[Dataset excerpts]

-- Opening Marker --

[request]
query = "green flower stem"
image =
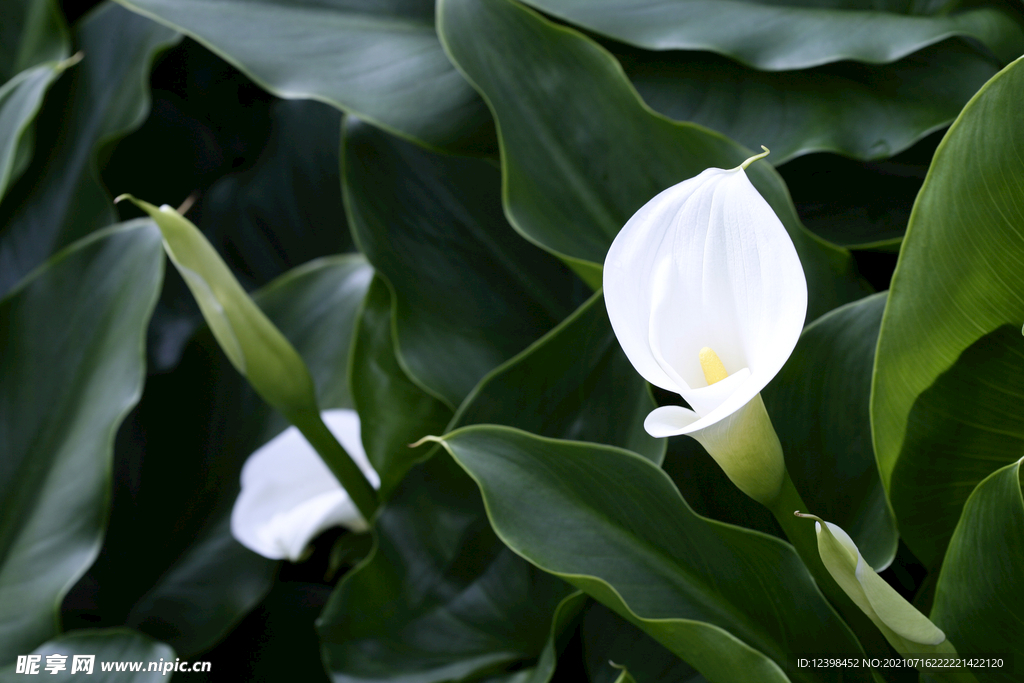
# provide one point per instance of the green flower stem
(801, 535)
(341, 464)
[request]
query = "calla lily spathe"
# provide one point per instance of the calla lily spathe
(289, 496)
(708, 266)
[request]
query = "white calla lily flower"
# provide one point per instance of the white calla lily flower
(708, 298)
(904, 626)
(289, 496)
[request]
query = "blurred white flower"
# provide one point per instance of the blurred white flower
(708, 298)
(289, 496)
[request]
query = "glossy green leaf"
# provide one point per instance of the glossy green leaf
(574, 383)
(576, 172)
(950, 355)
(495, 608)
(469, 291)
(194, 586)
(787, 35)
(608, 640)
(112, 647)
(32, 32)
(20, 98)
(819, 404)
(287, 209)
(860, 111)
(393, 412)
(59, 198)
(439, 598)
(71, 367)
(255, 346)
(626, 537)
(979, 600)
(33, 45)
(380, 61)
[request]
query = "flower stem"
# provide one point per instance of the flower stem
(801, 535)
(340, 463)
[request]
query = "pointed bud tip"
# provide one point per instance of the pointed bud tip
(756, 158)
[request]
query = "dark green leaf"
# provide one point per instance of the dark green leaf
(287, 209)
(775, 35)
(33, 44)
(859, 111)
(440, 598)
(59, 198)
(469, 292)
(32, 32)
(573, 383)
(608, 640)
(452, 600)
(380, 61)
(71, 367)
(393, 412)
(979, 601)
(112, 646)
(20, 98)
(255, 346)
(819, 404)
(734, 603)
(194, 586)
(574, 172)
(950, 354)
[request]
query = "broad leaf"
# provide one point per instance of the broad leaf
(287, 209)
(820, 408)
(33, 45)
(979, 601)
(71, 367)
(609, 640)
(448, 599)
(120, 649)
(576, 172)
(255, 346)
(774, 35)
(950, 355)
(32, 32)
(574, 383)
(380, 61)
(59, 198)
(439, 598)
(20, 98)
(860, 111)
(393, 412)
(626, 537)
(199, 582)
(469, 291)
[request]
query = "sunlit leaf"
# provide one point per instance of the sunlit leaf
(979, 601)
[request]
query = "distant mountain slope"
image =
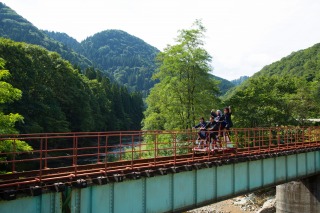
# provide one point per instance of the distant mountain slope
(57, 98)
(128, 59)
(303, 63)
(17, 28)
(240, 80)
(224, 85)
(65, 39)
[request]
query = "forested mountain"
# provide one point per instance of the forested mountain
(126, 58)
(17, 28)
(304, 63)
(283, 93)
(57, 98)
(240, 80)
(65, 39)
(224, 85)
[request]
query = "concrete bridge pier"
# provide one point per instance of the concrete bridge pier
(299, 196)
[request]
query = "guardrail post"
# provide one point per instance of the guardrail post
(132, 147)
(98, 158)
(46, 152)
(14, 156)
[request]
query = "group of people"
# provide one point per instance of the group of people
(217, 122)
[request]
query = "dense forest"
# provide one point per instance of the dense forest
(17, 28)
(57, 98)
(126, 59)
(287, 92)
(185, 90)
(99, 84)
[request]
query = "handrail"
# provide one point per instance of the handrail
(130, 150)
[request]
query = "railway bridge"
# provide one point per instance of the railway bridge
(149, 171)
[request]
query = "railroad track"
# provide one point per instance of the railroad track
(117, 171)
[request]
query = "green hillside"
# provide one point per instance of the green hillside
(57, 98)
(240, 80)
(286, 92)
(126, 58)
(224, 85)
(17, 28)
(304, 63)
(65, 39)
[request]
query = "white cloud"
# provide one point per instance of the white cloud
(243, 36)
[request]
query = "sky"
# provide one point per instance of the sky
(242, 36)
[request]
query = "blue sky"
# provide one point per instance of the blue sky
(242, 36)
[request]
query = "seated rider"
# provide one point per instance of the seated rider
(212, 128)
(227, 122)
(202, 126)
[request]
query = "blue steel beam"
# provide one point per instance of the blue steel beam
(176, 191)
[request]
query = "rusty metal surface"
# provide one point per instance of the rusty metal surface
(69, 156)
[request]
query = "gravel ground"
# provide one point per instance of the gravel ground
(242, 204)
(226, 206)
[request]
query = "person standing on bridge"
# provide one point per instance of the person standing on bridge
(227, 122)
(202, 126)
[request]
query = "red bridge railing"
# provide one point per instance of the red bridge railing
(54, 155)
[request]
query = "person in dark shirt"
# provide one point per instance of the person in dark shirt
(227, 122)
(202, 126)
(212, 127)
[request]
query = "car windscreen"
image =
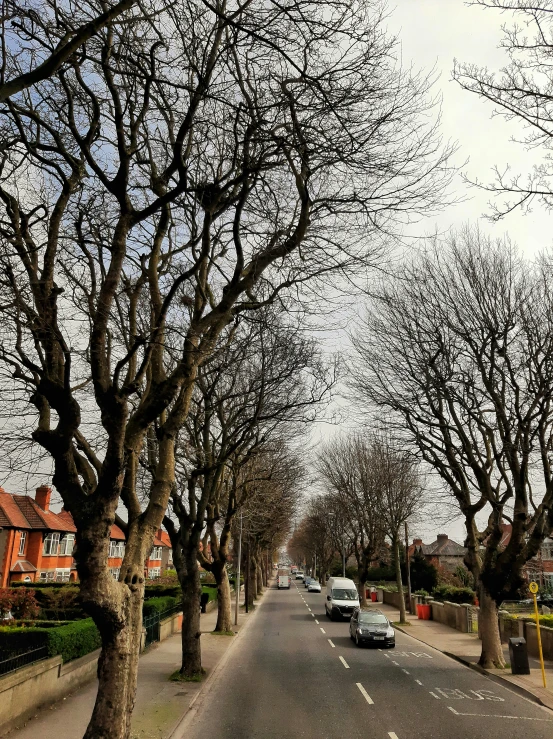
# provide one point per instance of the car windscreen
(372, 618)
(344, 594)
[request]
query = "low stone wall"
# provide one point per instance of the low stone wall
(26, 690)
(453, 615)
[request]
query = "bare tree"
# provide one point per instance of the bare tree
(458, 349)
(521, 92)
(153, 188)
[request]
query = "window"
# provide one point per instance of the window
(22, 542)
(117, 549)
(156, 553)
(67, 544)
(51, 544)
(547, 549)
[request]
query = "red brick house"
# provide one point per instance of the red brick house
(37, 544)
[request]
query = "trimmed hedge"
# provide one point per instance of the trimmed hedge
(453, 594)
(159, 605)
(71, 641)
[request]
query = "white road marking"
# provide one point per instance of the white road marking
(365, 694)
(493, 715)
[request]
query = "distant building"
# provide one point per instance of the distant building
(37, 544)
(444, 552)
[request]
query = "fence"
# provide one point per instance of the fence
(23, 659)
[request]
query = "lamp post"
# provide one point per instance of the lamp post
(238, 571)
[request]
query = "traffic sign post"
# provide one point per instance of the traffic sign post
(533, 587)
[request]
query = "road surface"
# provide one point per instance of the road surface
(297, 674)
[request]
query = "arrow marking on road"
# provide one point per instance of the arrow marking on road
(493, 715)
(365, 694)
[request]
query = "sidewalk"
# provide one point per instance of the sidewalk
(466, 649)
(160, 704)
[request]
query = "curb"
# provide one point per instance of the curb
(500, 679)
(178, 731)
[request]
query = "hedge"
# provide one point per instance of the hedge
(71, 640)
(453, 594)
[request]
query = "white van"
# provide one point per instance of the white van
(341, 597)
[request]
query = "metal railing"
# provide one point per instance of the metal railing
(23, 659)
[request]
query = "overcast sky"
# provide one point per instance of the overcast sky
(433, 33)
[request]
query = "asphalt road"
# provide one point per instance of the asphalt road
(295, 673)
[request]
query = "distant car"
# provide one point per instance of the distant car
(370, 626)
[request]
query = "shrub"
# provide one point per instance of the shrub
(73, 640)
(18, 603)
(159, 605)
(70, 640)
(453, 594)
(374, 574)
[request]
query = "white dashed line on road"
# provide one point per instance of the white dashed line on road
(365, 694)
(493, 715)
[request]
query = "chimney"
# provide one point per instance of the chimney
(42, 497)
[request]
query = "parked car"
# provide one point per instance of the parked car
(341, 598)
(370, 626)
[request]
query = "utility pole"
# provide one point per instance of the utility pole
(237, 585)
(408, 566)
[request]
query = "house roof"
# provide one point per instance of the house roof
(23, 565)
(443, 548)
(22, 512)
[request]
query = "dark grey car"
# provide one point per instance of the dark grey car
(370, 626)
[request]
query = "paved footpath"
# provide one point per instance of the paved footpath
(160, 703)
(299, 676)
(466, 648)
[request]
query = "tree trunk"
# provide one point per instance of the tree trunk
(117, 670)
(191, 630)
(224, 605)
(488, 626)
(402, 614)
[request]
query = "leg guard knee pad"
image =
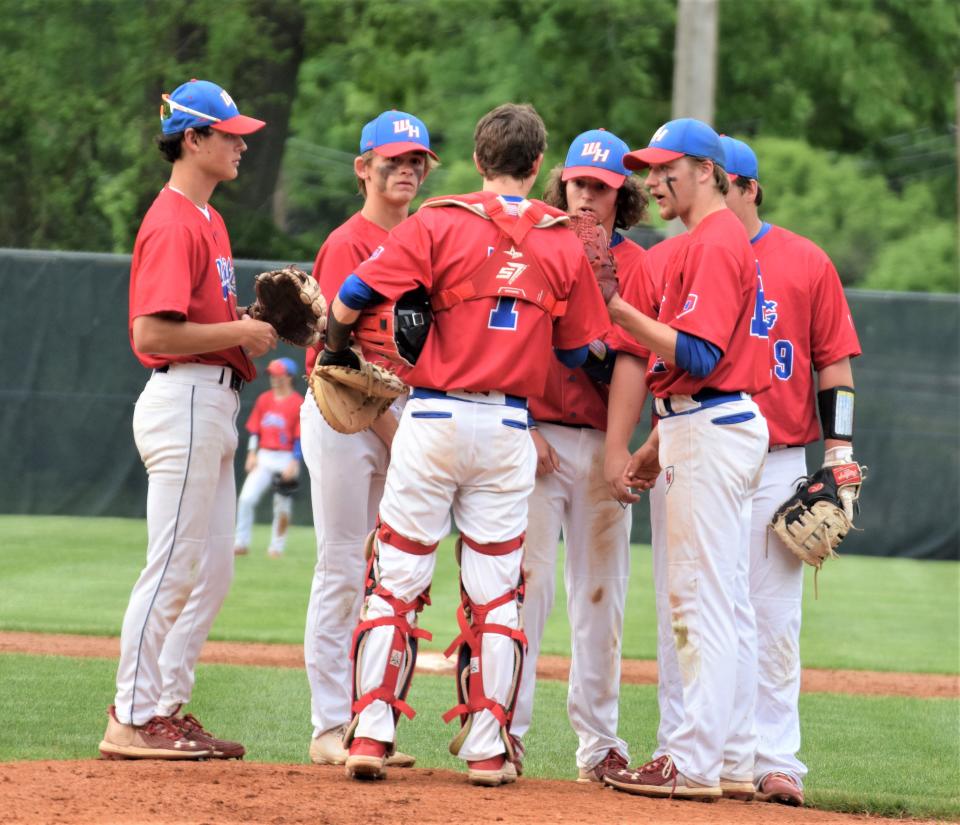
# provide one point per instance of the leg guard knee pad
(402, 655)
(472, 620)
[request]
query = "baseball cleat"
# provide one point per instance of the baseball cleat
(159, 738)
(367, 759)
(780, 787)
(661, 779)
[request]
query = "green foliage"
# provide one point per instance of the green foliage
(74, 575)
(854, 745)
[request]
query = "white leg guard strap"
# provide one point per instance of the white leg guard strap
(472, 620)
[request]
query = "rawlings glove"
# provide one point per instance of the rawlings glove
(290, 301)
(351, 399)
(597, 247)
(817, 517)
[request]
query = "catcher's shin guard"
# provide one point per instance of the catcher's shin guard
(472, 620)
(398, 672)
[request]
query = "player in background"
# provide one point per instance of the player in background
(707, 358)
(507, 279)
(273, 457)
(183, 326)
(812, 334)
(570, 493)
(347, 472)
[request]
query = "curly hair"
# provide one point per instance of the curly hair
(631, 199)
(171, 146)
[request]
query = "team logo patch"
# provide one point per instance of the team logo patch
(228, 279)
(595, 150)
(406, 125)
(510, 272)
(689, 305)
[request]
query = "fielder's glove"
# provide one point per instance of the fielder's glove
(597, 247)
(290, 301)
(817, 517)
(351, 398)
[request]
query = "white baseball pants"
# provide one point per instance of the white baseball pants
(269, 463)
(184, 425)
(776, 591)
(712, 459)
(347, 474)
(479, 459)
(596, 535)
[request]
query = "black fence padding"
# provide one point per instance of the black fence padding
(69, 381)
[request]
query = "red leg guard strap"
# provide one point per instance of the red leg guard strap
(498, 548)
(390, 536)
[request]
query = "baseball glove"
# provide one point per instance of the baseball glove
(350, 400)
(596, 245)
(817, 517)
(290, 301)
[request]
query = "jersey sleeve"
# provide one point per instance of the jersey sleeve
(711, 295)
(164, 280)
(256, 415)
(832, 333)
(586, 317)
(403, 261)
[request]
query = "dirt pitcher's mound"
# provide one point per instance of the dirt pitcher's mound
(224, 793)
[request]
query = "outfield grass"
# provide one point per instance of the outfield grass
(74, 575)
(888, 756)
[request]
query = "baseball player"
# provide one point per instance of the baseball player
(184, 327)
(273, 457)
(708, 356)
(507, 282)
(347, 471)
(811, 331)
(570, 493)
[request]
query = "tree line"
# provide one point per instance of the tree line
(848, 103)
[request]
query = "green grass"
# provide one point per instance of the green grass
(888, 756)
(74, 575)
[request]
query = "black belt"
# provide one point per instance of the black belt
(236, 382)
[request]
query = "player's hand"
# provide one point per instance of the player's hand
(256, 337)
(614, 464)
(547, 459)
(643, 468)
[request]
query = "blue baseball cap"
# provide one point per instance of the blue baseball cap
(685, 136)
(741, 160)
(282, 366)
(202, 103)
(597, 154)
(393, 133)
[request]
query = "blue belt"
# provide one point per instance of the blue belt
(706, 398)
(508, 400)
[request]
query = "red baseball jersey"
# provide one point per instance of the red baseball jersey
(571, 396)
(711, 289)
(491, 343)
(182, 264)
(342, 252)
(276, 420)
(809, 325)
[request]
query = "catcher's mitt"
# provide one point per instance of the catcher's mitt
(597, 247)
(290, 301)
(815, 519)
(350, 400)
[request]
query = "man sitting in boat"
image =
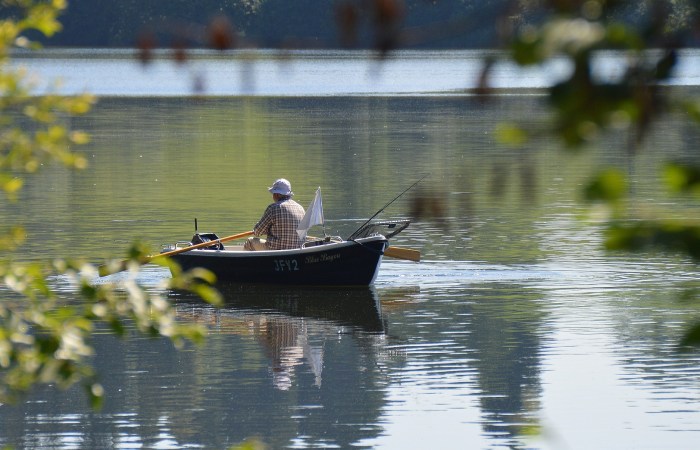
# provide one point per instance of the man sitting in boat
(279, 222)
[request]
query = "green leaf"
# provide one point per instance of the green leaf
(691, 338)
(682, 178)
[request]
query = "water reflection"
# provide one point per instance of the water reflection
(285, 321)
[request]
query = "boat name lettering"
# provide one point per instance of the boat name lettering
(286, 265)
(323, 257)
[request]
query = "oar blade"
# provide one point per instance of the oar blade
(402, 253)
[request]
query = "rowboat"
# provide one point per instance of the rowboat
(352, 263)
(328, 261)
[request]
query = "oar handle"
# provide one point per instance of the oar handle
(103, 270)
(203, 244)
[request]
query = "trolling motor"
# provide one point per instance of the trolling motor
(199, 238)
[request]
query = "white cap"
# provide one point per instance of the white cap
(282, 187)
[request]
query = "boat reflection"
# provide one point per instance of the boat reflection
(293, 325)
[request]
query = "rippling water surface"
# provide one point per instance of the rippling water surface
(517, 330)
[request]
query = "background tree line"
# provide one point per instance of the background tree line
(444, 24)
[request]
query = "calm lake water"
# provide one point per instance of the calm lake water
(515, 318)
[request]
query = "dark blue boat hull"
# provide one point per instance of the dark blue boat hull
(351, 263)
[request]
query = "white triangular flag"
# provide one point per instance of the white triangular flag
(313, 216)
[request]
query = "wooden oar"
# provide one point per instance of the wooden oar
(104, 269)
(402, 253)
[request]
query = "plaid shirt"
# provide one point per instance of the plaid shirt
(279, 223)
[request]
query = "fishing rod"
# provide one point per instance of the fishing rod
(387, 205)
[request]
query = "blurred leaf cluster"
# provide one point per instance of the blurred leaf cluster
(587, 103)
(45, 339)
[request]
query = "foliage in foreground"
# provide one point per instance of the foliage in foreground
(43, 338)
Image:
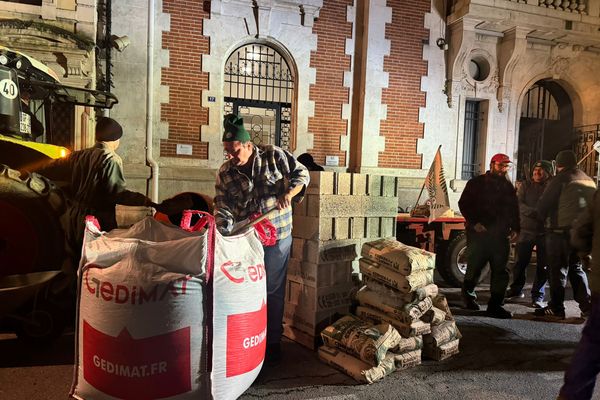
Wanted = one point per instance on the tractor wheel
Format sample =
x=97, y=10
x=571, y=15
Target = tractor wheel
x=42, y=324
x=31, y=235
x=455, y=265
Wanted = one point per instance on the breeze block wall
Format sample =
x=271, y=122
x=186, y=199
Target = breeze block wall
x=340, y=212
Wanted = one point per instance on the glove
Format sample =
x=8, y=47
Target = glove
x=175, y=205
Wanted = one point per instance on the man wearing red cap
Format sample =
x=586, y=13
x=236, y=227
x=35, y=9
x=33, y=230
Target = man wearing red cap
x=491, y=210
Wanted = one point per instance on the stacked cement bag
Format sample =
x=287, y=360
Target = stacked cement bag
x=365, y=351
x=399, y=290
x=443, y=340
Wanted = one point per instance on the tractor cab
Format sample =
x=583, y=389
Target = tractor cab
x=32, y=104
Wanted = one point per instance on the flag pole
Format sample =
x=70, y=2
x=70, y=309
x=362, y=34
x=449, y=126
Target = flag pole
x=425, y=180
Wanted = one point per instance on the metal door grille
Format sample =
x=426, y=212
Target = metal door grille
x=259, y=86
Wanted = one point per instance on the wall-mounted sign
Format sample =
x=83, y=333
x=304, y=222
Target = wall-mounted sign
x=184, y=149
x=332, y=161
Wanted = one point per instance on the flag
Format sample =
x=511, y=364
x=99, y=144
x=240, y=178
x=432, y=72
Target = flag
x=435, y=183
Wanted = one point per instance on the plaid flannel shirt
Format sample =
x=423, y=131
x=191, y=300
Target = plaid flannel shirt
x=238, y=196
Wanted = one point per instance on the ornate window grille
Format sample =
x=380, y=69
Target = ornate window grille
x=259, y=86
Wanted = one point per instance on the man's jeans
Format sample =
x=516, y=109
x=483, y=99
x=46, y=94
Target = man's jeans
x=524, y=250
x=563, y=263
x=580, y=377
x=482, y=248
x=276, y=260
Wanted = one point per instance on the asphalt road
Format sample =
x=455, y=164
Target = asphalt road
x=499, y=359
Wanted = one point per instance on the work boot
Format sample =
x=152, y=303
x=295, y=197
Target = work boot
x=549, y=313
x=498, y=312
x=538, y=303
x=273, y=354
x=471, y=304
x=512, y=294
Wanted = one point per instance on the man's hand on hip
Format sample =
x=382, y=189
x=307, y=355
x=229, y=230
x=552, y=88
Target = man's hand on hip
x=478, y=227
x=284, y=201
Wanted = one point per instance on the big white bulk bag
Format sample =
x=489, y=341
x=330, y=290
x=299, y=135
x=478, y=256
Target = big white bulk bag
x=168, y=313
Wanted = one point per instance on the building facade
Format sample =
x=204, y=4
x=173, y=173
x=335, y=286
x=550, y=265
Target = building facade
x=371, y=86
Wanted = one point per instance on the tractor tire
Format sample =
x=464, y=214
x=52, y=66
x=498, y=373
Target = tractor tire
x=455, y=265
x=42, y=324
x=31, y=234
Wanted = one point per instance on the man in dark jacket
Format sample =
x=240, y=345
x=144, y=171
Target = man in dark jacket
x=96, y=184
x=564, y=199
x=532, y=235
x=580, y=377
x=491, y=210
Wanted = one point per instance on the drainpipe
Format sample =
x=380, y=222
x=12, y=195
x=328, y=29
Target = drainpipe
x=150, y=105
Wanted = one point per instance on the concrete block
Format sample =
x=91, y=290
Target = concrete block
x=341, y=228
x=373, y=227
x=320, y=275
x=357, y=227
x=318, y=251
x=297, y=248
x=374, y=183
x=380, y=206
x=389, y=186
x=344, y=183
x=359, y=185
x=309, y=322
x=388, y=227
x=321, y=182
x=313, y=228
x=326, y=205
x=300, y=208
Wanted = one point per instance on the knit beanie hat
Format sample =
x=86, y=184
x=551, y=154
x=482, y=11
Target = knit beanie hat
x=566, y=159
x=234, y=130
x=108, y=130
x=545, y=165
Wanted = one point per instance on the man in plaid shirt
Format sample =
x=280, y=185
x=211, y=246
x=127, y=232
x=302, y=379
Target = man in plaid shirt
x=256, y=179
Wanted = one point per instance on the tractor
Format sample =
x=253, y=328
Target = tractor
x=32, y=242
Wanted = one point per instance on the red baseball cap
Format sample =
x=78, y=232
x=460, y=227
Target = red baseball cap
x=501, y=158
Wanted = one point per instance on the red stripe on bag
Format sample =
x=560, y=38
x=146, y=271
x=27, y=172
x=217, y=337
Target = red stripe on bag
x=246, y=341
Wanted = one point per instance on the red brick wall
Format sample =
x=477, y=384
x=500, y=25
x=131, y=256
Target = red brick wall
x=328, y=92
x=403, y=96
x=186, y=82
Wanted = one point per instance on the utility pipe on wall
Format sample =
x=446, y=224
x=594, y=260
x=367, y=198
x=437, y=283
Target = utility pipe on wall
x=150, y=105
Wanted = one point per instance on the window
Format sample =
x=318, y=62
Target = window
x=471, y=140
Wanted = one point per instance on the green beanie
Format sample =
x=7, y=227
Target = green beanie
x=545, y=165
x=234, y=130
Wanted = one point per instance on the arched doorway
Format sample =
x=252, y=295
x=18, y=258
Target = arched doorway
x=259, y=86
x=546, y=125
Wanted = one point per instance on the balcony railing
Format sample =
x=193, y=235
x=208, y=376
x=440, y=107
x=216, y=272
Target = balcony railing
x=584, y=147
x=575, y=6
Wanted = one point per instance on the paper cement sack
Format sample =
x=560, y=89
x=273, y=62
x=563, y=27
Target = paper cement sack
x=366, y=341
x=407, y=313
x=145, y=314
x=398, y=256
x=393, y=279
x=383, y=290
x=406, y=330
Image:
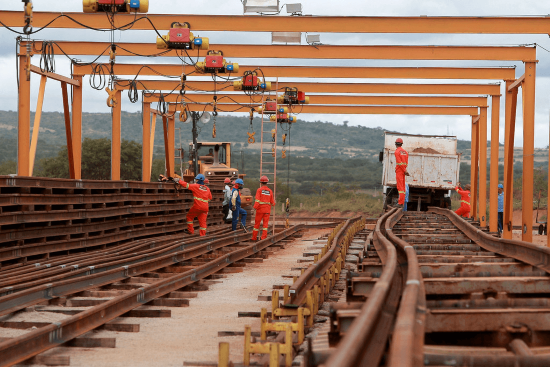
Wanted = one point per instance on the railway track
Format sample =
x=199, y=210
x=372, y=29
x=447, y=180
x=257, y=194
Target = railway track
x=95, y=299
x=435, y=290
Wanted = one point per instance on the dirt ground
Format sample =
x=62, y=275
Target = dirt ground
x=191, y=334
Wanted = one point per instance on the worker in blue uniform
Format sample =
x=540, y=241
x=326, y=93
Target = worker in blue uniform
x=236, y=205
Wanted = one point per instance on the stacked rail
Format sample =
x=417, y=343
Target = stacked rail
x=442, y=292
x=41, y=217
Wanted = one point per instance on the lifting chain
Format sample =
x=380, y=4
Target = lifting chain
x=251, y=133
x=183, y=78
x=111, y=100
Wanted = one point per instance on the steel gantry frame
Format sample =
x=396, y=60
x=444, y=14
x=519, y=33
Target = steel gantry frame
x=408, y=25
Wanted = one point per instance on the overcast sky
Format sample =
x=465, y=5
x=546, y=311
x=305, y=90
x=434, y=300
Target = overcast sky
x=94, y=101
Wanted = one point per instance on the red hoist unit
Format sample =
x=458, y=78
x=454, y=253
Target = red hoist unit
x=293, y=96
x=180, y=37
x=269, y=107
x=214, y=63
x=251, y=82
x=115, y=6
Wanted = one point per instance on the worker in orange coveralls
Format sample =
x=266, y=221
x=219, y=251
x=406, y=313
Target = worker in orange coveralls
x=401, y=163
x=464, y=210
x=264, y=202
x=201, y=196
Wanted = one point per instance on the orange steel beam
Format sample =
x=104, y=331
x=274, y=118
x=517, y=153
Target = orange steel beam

-- Closing Marker --

GOAL OF THE EXERCISE
Copy the lines above exactly. Start with the line containing "Wanted = one point per instance on the plaid", end with the line containing "x=489, y=341", and include both.

RESULT
Wanted = one point per instance on the plaid flannel shirt
Format sample =
x=423, y=131
x=191, y=300
Target = plaid flannel shirt
x=238, y=196
Wanted = one point per instance on the ornate window grille
Format sample =
x=380, y=69
Target = ornate window grille
x=259, y=86
Wanted = one point per instance on the man's jeans
Format sample =
x=516, y=109
x=483, y=99
x=46, y=94
Target = man's jeans
x=524, y=250
x=563, y=263
x=580, y=377
x=482, y=248
x=276, y=260
Wanted = one point per instance on the asphalt road
Format sample =
x=455, y=164
Target = asphalt road
x=499, y=359
Wanted = one point per instance on the work boot
Format sample =
x=152, y=303
x=295, y=197
Target = work boot
x=549, y=313
x=498, y=312
x=538, y=303
x=273, y=354
x=471, y=304
x=512, y=294
Wanted = one point per instance on the man's hand on hip
Format sample =
x=382, y=189
x=307, y=355
x=229, y=230
x=552, y=88
Target = man's hand on hip
x=478, y=227
x=284, y=201
Wanted = one point per instance on the big white bulk bag
Format sample =
x=489, y=341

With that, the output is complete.